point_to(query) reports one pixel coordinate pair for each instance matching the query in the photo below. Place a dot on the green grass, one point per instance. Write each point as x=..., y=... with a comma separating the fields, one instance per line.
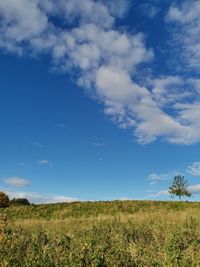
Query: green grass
x=100, y=234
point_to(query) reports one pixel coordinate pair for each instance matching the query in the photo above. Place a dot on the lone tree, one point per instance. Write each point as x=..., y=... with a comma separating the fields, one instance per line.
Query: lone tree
x=179, y=187
x=4, y=200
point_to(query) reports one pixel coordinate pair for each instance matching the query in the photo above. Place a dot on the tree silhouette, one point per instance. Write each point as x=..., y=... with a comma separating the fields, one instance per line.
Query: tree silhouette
x=179, y=187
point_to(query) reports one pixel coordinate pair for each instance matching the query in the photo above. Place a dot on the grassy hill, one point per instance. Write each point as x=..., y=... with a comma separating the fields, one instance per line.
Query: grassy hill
x=100, y=234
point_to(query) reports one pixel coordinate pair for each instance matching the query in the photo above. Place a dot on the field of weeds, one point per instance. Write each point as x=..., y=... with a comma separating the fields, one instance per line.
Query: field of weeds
x=100, y=234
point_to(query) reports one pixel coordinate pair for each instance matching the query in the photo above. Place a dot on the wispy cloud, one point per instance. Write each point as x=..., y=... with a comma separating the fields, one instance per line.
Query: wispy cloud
x=61, y=125
x=109, y=70
x=194, y=169
x=38, y=145
x=43, y=162
x=21, y=164
x=17, y=181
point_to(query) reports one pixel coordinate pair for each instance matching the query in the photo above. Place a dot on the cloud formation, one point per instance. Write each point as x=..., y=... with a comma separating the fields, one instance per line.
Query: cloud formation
x=17, y=181
x=82, y=38
x=194, y=169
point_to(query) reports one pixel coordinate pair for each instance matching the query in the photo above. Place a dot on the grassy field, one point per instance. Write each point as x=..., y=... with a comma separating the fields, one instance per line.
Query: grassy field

#####

▶ GOAL OF THE EXERCISE
Reproduce every one of the records above, changing each occurrence of "Place a dot on" to "Put a marker on" and leaving all other text unaltered. Omit the pictures from the reproduction.

▶ WRITTEN ANSWER
point_to(query) reports one pixel coordinate pair for each instance matching the query in the photo below. Put a marker on the green grass, one point per instance. Write each point as x=..., y=... with a comma separating the fields, one instance per line.
Query: green grass
x=100, y=234
point_to(query) reports one pixel coordinate pair for each instance matching the query in the photo above. Put a marker on the lone tree, one point per instance. Write each point as x=..., y=... with a comma separating the fields, one instance per line.
Query: lone tree
x=179, y=187
x=4, y=200
point_to(query) reports one pixel coordinate pair for each instance matching the query in the photo above. Put a marker on the tree silhouette, one point per instance. Write each point as x=..., y=... with a comma separating the fields, one instance per line.
Query: tree silhouette
x=179, y=187
point_to(query) reports one pixel coordinate pair for each instance matching the query in the photo above. Put a marker on the grassy hill, one point per instance. Write each point as x=..., y=... with a comma separating the fields, one instance per line.
Query: grassy hill
x=100, y=234
point_to(query) reports one pixel coordinate pair for each instance matching the query in the photo above. Put a marker on the field of weeds, one point per instance. Write each point as x=..., y=... with a comma separating the fields, one instance per line.
Query: field of weeds
x=100, y=234
point_to(query) reports one pixel coordinate pair for each instance matching the query in the photo above. Put a marker on the wispy cloud, one point per instance. Write each point as x=..., y=... with a comma separating the fields, one instance per line.
Query: wispy cloud
x=61, y=125
x=109, y=70
x=194, y=169
x=38, y=145
x=43, y=162
x=21, y=164
x=17, y=181
point_to(query) reports one pixel coordinate pair for each instance matching the query in the photo above. Put a marker on the cloud formation, one point per instance. Write each point as x=..., y=... with a comma separating the fields, one instance per line.
Query: cloud formation
x=17, y=181
x=82, y=38
x=194, y=169
point_to(query) reports one pixel coordinate pair for each instance matching the query in the photo above. Put a marker on the grassy field, one point per instance. Write each point as x=..., y=... with a comma separating the fields, one instance per line.
Query: grassy field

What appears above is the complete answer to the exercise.